Issue Date: July 30, 2012
Senate Panel Adopts Chemicals Reform Bill
A Senate committee has approved legislation that would fundamentally alter the way the Environmental Protection Agency regulates commercial chemicals. The action marks the first congressional move toward reforming the Toxic Substances Control Act (TSCA), which has remained virtually unchanged since it was signed into law in 1976.
Under the bill (S. 847) adopted last week by the Senate Environment & Public Works Committee, EPA would determine the safety of substances on the basis of data that chemical manufacturers would have to provide. The agency would restrict uses of chemicals that cannot be proven safe.
The bill differs significantly from current law. Under TSCA, chemicals are essentially presumed safe. EPA has the burden of showing that a substance on the market poses an unreasonable risk to human health or the environment before it can regulate the substance.
The bill now can move to the Senate floor for a vote. But its prospects remain unclear, especially given the short time before election season shifts into high gear.
“This vote is a major milestone in our effort to fix America’s broken system for regulating toxic chemicals,” said the bill’s sponsor, Sen. Frank R. Lautenberg (D-N.J.).
Before the committee members approved S. 847, they amended the version of the bill that Lautenberg introduced in April 2011. That change incorporated suggestions made in closed-door negotiating sessions among Senate Democrats and Republicans, health and safety advocates, consumer product makers, and the chemical industry.
Notably, the amended bill would establish a new system for confidential business information claims that companies make for chemical-related information they provide to EPA. Trade secrets and production data would always be eligible for protection from public disclosure under S. 847. The identity of new chemicals could be protected for a specific period of time as determined by EPA and on the basis of market conditions. But health and safety data and general market information could never be claimed as confidential.
Richard Denison, a senior scientist with the Environmental Defense Fund, an activist group, said the amended bill represents progress toward balancing health protections, the economic viability of the chemical industry, and incentives to spur companies to innovate safer chemicals.

### LISTED ENTRIES
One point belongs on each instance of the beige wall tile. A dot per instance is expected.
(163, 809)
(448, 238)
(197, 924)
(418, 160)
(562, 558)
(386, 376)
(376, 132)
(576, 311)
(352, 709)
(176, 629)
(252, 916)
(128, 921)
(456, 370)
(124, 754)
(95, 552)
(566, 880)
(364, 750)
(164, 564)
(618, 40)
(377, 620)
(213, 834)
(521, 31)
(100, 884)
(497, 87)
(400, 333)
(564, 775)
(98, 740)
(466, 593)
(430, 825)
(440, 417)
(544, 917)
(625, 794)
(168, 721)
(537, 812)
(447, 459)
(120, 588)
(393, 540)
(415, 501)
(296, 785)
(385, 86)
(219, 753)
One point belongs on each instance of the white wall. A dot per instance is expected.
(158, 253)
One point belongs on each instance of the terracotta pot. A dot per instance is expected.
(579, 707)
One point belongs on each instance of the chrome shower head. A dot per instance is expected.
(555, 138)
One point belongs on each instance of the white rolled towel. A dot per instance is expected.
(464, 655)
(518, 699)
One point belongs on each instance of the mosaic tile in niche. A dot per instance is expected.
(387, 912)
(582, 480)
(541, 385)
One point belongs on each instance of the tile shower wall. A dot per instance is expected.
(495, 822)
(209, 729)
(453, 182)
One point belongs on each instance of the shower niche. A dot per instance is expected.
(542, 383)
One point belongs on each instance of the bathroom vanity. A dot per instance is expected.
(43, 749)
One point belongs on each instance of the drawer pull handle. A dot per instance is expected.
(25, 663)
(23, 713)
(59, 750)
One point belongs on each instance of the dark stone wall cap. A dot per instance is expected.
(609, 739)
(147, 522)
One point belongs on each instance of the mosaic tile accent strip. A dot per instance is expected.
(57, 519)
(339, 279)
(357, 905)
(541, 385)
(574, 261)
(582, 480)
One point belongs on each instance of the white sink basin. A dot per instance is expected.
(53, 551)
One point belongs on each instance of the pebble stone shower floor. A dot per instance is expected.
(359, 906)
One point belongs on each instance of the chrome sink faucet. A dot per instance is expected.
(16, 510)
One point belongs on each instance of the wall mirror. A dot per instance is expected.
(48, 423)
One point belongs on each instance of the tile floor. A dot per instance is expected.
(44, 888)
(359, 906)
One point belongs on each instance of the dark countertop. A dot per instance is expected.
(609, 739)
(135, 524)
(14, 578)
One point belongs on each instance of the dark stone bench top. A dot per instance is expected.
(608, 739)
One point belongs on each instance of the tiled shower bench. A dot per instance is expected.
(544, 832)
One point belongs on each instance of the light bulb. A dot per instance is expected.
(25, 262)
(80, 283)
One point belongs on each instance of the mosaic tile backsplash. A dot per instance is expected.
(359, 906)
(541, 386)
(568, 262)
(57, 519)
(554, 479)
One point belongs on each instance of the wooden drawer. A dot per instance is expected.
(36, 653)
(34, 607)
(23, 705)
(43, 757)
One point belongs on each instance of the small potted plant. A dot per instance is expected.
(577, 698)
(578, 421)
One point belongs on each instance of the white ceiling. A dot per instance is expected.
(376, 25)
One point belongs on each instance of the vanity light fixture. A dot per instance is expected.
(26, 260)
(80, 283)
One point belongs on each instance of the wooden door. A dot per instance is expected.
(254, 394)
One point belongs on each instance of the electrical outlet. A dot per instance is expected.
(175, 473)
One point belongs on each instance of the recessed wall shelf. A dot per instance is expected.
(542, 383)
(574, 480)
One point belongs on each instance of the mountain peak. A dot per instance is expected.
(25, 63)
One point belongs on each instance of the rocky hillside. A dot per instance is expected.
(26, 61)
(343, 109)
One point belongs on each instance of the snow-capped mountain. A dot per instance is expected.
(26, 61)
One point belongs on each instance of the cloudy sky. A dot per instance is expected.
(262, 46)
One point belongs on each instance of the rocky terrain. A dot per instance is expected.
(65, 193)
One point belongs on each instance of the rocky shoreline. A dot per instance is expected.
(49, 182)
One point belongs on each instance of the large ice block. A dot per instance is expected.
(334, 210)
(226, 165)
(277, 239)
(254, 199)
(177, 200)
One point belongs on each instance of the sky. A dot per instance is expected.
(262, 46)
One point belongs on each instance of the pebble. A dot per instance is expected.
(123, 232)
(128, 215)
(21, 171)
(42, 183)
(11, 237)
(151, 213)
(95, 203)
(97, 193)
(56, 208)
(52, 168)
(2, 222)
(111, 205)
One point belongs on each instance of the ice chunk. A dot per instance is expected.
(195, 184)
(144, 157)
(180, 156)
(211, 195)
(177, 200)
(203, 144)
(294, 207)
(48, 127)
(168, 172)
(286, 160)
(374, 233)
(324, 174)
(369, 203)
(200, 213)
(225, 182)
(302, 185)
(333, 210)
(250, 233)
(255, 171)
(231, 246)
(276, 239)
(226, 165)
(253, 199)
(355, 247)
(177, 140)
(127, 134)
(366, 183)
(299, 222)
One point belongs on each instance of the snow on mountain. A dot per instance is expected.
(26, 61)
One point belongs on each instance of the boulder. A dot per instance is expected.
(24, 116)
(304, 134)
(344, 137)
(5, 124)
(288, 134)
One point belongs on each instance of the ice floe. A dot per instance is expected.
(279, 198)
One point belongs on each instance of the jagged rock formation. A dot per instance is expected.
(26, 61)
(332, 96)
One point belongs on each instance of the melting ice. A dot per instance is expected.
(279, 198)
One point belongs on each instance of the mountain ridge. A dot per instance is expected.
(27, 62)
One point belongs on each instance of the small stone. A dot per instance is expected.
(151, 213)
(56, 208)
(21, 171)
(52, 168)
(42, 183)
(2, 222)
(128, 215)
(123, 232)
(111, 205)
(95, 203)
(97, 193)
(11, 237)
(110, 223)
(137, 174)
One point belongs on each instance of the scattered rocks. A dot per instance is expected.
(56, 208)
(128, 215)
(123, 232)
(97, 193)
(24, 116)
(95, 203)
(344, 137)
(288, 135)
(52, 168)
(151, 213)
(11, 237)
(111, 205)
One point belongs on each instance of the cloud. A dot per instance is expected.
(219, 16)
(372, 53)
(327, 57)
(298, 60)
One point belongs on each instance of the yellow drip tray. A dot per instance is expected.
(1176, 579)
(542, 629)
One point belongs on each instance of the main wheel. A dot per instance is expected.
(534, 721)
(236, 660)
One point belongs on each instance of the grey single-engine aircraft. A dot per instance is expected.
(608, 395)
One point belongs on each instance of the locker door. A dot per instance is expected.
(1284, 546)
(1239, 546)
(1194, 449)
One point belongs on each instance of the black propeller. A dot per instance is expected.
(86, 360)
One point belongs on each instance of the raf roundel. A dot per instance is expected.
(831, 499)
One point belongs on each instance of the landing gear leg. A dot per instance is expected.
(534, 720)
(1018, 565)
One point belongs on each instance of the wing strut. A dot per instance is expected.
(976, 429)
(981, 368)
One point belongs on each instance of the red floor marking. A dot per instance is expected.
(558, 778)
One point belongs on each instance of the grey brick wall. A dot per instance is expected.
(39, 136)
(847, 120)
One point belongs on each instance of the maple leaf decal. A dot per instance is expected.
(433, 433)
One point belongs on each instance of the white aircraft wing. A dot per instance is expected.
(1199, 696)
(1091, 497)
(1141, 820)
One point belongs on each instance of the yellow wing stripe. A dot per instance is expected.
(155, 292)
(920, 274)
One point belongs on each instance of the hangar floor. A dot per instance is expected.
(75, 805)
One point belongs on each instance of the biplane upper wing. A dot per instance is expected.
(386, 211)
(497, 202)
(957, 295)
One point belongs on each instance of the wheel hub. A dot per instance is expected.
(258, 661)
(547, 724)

### COMPLETE THE FOLLOWING
1. Could you turn the paragraph of the chemicals reform article that begins "Notably, the amended bill" into a short list that keeps its main facts?
2. Can you continue the chemicals reform article from the end of the paragraph about Richard Denison?
The items were taken from a different source than the article.

### ANSWERS
1.
Under the amended S. 847's new system for confidential business information claims on chemical data given to EPA:
- Trade secrets and production data would always be eligible for protection from public disclosure.
- The identity of new chemicals could be protected for a period EPA sets based on market conditions.
- Health and safety data and general market information could never be claimed as confidential.

2.
The American Chemistry Council, an industry association, called the approved bill “fundamentally flawed in many critical areas.” It said the bill’s safety standard is unworkable and the provisions on confidential business information would “undermine long-standing protections of trade secrets, seriously hampering innovations.”
The Senate committee voted 10-8 along party lines to approve S. 847. Although Republican members voiced their support for revising TSCA, they voted against the bill, saying more time was needed to work out legislation.
Sen. James M. Inhofe of Oklahoma, the top-ranking Republican on the panel, pointed out that last year he and Lautenberg held a series of meetings with environmental and health advocates, chemical manufacturers, and consumer products makers. Additionally, he said, Sens. David Vitter (R-La.), Michael D. Crapo (R-Idaho), and Lamar Alexander (R-Tenn.) began meeting with Lautenberg in recent weeks on TSCA reform. But they haven’t yet reached an agreement.
The vote on S. 847, Inhofe said, “has effectively ended any hope of bipartisan TSCA modernization this year.” Vitter called the vote “a quick distraction” that won’t derail the newly started talks.
Lautenberg noted that he has worked to revise TSCA for years, having first introduced a reform bill in 2005. He said he invited Republicans and others to help hone the legislation “at every turn,” but got no response until recently.
Lautenberg indicated he would be open to amendments to his bill on the Senate floor.